RECORDED DATA ▸
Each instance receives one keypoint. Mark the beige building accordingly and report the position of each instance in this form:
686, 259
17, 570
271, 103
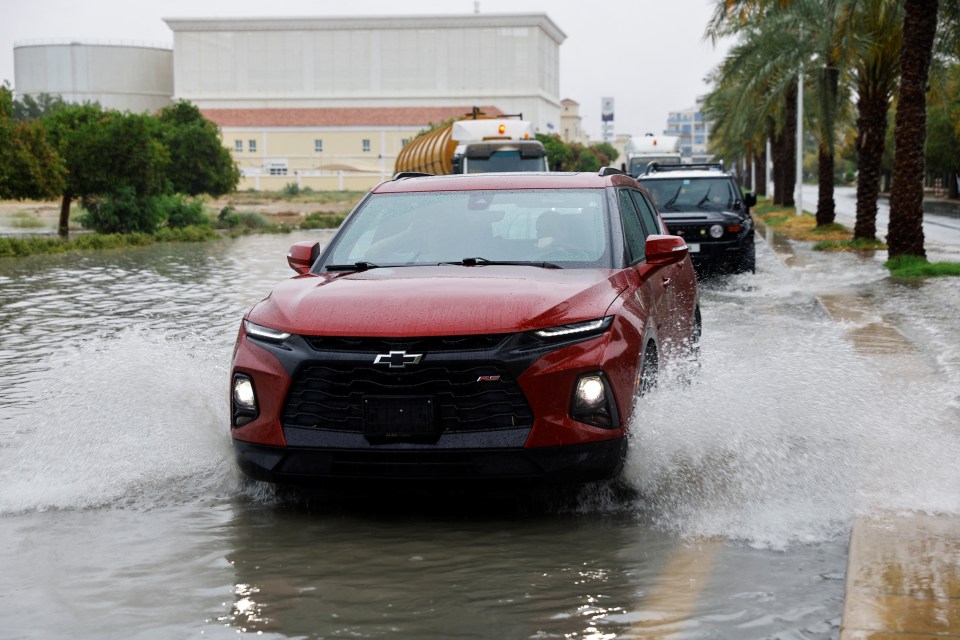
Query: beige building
324, 149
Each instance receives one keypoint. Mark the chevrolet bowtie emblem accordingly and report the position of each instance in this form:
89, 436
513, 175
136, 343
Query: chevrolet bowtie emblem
398, 359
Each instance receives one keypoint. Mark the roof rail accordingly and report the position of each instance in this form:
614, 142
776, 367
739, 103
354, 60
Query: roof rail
412, 174
656, 167
610, 171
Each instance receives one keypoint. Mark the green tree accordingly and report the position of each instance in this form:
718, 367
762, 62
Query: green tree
199, 161
30, 108
29, 165
107, 153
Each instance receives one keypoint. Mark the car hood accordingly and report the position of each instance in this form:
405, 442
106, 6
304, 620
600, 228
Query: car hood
442, 300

WHAT THE TASK ASKS ▸ Without the pictures, print the whole listing exactly as given.

THE OUTPUT ▸
Each instance receives one keypoint. Mark the beige building accordingly and report the position of each instance in this form:
686, 259
17, 570
271, 103
Query: beige building
324, 149
Each instance receives one keypoint. Mark the chevrolet bowtie emblem accordingly and report the position of each instance in this form:
89, 436
513, 175
136, 343
Query: chevrolet bowtie emblem
398, 359
Each instance receives one keypoint. Mark the roof rail accordingly and report the position of each instance in this form:
614, 142
776, 367
739, 103
354, 60
Query: roof rail
412, 174
656, 167
610, 171
Each instance receives one keypoint. Mark the green tree accordingly and report the position of each instance in this form:
718, 367
762, 62
Query: green tree
199, 161
30, 108
29, 165
107, 153
Each instance receives one keypoint. Mark the car hood accordingly and report the position of each instance in this form:
405, 442
106, 6
304, 620
600, 228
Query: car hood
442, 300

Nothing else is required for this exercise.